I have swapped the suspension on an 80 twice now and had bits go so easy it's a joke and other bits that have had me sprottling ( a Derbyshire word) about for hours. I have some spacers to fit to give me a bit more lift and I'm struggling like an amateur.

So, what is the best way to get an 80 to lift a leg and get the best droop to pull a spring out. I know this must sound ridiculous to you, having done it already, but I've just had the truck in the air with the rear wheels dangling in mid air and I couldn't even get the spring loose this time. Bought myself a 20t bottle jack and some monster stands today so that I can do this safely. I have found the trick with a small jack between the axle and chassis works well. But not today.

Any tips appreciated. Where to jack, which bit to raise, which side etc. The 80 moves in mysterious ways when you lift it up and I still haven't quite cottoned on. There's clearly a knack which I have stumbled across in the past. But today? Grrrrrr!

Tired Chris
 
Disconnect anti roll bars?
On my 80 it let the axle drop quite a bit more when putting springs in.
 
Yes, Paul, did that - but it's where and how to jack that has me bemused. Gone and stripped the bolts in the plate that holds the ARB into the wheel arch. Doh. Out with the welder methinks. Bzzz Bzzz - fixed.


Chris
 
joe lane said:
hi chris, are you using spring compressors ?

■ **Provided information**:

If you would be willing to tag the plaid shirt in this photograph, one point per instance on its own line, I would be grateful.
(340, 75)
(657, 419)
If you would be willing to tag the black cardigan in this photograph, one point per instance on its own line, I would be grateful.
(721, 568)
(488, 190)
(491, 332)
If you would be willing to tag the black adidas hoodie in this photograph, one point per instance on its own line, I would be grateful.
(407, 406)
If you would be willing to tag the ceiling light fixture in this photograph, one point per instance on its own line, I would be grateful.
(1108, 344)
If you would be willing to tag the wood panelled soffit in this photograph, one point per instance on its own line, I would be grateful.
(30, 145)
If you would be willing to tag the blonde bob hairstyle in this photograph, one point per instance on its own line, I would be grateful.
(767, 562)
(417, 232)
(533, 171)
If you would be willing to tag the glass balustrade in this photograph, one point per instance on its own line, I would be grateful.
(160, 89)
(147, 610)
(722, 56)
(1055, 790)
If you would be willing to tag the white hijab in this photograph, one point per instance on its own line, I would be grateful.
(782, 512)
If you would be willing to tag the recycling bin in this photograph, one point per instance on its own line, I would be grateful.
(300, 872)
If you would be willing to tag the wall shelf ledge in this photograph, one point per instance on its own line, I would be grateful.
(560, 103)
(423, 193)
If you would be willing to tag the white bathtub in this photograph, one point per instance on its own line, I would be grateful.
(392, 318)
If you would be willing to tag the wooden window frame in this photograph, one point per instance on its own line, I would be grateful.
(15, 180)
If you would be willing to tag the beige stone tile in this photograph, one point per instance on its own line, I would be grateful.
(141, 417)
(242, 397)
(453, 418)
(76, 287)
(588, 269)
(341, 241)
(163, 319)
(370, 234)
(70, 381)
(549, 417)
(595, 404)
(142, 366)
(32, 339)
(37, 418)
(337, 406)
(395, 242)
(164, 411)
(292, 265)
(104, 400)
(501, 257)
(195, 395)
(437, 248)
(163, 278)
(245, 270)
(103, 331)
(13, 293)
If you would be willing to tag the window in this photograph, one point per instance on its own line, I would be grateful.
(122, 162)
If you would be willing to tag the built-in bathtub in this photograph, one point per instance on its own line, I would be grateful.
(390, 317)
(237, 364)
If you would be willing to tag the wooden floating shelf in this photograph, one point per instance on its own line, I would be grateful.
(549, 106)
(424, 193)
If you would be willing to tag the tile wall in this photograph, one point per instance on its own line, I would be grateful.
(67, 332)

■ **Stated task 1**: According to the forum thread about the 80's suspension, what did Chris buy so that he could do the job safely?
■ **Stated task 2**: For each statement, say whether it agrees with the forum thread about the 80's suspension, and quote the words from the thread that decide it. (a) Chris has swapped the suspension on an 80 twice. (b) Chris got the spring loose this time. (c) Chris had already disconnected the anti roll bars when Paul suggested it.
■ **Stated task 3**: Translate this sentence from the forum thread about the 80's suspension into Spanish: "Bought myself a 20t bottle jack and some monster stands today so that I can do this safely."
The rows have nothing to do with the forum thread about the 80's suspension.

■ **Full answer 1**: He bought a 20t bottle jack and some monster stands.

■ **Full answer 2**:
(a) Yes: "I have swapped the suspension on an 80 twice now"
(b) No: "I couldn't even get the spring loose this time"
(c) Yes: "Yes, Paul, did that"

■ **Full answer 3**: Hoy me compré un gato de botella de 20 t y unos soportes enormes para poder hacer esto con seguridad.